TASK TO CARRY OUT: Reproduce all entries word for word.

DATA LINES:
◆ ◆ ◆ ◆
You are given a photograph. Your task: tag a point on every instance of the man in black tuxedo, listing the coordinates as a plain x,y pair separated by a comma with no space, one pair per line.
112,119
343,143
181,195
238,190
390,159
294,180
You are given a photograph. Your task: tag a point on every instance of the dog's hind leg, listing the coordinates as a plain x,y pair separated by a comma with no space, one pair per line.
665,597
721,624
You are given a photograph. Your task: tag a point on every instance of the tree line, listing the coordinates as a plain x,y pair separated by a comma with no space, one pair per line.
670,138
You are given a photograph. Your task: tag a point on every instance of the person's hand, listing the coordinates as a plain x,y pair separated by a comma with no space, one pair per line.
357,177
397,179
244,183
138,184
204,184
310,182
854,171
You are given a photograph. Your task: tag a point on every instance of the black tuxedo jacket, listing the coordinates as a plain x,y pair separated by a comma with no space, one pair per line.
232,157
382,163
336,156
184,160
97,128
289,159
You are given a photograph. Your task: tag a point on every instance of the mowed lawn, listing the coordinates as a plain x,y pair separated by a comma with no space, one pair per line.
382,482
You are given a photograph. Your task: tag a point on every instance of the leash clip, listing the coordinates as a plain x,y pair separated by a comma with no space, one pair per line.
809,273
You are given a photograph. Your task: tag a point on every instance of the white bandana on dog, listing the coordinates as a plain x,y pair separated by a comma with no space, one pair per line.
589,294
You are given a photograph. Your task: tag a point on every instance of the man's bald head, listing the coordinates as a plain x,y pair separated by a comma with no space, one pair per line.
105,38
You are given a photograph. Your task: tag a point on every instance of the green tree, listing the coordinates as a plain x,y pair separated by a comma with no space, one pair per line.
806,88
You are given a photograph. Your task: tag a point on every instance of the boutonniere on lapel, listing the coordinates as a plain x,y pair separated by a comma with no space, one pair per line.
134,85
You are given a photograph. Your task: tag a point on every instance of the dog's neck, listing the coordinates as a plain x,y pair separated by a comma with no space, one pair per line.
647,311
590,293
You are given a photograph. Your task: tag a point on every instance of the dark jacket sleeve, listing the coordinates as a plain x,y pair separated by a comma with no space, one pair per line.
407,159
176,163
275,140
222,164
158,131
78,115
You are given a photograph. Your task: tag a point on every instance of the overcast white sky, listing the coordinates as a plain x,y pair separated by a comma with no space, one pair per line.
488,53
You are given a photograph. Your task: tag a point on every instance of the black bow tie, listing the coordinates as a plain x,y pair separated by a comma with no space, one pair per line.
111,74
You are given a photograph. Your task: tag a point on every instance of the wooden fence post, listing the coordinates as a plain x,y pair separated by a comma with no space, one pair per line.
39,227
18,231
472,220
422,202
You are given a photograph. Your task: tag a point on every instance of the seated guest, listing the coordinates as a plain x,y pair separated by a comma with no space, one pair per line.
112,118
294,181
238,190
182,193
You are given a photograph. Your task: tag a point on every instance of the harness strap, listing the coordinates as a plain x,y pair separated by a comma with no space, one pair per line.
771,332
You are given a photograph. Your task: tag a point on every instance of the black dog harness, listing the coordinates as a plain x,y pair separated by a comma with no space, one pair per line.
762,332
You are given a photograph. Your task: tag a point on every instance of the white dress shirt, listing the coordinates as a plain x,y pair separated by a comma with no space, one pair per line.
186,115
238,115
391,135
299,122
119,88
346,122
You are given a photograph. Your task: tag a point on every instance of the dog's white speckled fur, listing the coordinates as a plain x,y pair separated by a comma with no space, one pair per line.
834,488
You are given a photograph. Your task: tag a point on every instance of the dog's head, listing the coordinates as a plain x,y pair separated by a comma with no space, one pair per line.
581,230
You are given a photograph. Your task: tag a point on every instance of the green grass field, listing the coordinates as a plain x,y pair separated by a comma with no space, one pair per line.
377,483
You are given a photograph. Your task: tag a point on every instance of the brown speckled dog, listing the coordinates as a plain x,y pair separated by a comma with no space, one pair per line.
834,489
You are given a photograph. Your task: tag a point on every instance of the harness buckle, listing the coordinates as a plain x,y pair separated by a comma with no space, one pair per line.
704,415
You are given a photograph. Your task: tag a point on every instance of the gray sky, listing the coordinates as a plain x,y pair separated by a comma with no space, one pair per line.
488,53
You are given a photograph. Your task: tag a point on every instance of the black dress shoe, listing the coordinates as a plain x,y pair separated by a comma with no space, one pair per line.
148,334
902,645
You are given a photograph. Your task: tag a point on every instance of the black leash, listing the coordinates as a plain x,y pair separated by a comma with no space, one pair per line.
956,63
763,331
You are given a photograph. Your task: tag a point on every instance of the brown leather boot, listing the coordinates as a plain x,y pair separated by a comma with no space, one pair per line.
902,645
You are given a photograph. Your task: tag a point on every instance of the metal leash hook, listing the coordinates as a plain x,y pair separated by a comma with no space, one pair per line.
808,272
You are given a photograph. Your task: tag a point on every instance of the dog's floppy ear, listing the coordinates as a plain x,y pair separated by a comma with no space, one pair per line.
◆ ◆ ◆ ◆
THE ANSWER:
You are given a photograph. Your task: tag a point on every instance of the man in black tuxedo, listing the coordinates as a plain x,y pair separated by a comma with no space, one pair per line.
112,119
343,143
181,195
238,190
390,159
294,180
You are given a photograph. Your task: tag a point on every instance of the dog's hind leg, listing the coordinates as a plain x,y pair separated by a comma with no space, one pair per line.
665,597
721,624
You are given a photograph. Your task: tag a point on every instance of the tree line, listing the coordinates as a plain x,y pair separated by a comma with no space, one pair per line.
670,138
You are given a photograph. Your task: tag a point on every instance of the person's hand, listing the coordinates as a plain x,y pair separated by a comma with no space, one pair per line.
357,177
397,179
244,183
138,184
204,184
310,182
854,171
You are given a photograph. Your task: tag a point on every instance of the black tuxedo jacket, listing the coordinates as a plain x,y pair separated by a comma with no space, one pair per line.
232,157
382,163
336,156
184,160
97,128
289,159
You are given a photograph. Your task: tag a point on every instance of the mowed lawn, listing the coordinates as a plain x,y pair separated by a comma with no space, one pair per line.
382,482
You are given a photograph. Your task: tag a point on every instance of the leash clip, listing the coordinates as a plain x,y pair separated by a comma with no space, one pair per line.
809,273
You are given a photograph. Your task: tag a point on every instance of the white bandana on dog, listing the coordinates as a plain x,y pair separated by a comma with no space, one pair per line.
589,294
You are given a photograph. Your task: tag a point on every instance of the man's bald head, listing the coordinates as a plain x,y pair separated by a comma with no space, one pair per line.
105,38
You are given a photograph. Your task: tag a point on every instance of the green tree, listing the coordinates as a plain x,y pair separated by a comma with no space, one pair per line.
806,88
You are given a photograph. Your task: tag a point on every instance of the boutonniere on lapel, listing the coordinates as a plain x,y pair separated by a comma with no space, one pair per line.
134,85
You are given a photograph. Your task: tag a point on every instance of the dog's neck, listing the coordinates as a plain x,y pair separated by a comma with no space, one pair per line.
647,311
590,293
You are given a photograph. Your task: tag a point on every instance of the dark jacket sleeve, listing the coordinates as a plain x,y pair separated by a comma with no space, one pair per line.
407,159
176,163
275,140
222,164
158,131
78,115
You are given a photograph. Your task: tag a point on every instance of the overcast white sky, listing the coordinates as a plain x,y pair separated by a comma with no space, one pair per line.
488,53
You are given a photograph. Your task: tag a point on every instance of the black bow tie, listing the coordinates as a plain x,y pair separated by a comma with no space, one pair per line.
111,74
You are given a photograph. Your task: tag a point on every instance of the wooden fence post, listing the coordinates as a plain x,y pair separated by a comma with no space, one pair per line.
39,227
18,231
472,220
422,202
You are given a photograph. Your task: tag a point on every instance of the seated guest, listing the coordinates as a plain x,y pair separated by a comma with no space, one pair per line.
112,118
294,181
238,190
182,193
You are given a photograph. Your task: tag a point on every instance of the harness strap, listing the coordinates as a plain x,y pair separated by a comma with no space, one pair per line.
771,332
You are given a photograph. Your task: tag a point on every instance of the black dog harness, listing the coordinates as a plain x,y pair separated by a comma with no space, one pair per line.
762,332
You are given a photograph. Your task: tag a point on every instance of the white dress shirt, listing the coordinates as a plain x,y pair separated by a comma with no space, one pair per line.
186,115
238,115
391,135
299,122
119,88
346,122
You are given a photograph. Your task: tag a point on every instance of the dog's white speckled fur, listing the coordinates as a plain x,y pair separated by a comma with no space, one pair per line.
834,488
You are given a photograph. Your task: tag a point on every instance of the dog's head, listing the coordinates as a plain x,y pair separated by a comma with no space, one pair per line.
581,230
You are given a photograph. Your task: tag a point on every instance of the green grass field, listing the coordinates as a plain x,y pair separated by a comma with no space, one pair per line.
377,483
You are given a photograph. Your task: tag a point on every instance of the brown speckled dog, listing the coordinates as a plain x,y pair separated by a comma with no space, one pair per line.
834,489
You are given a photograph. Your task: tag a point on every instance of the harness buckle, listing the coordinates as a plain x,y pair separated by a comma with no space, one pair per line.
704,415
You are given a photograph. Your task: tag a point on every instance of the gray sky, listing the coordinates as a plain x,y pair separated by a comma with no space, one pair per line.
488,53
You are given a photograph. Your task: tag a point on every instance of the black dress shoe, listing the coordinates as a plain x,y pair separated by a comma with no space, one pair per line.
148,334
902,645
You are given a photograph. Your task: tag a point on every instance of the black leash, listing the coordinates as a plain x,y pair separated by a comma with no space, one pair per line.
956,63
763,331
You are given a photograph. Your task: tag a point on every instance of the brown leather boot, listing the coordinates as a plain x,y pair separated by a comma with no space, one pair per line.
902,645
You are given a photograph. Your task: tag a point on every instance of the metal leash hook, listing the coordinates as a plain x,y pair separated by a comma with no space, one pair per line.
808,272
You are given a photograph. Your task: tag a point on every instance of the dog's floppy ear, listing the coordinates as a plain x,y pair separated by a comma with no space, one pair per line.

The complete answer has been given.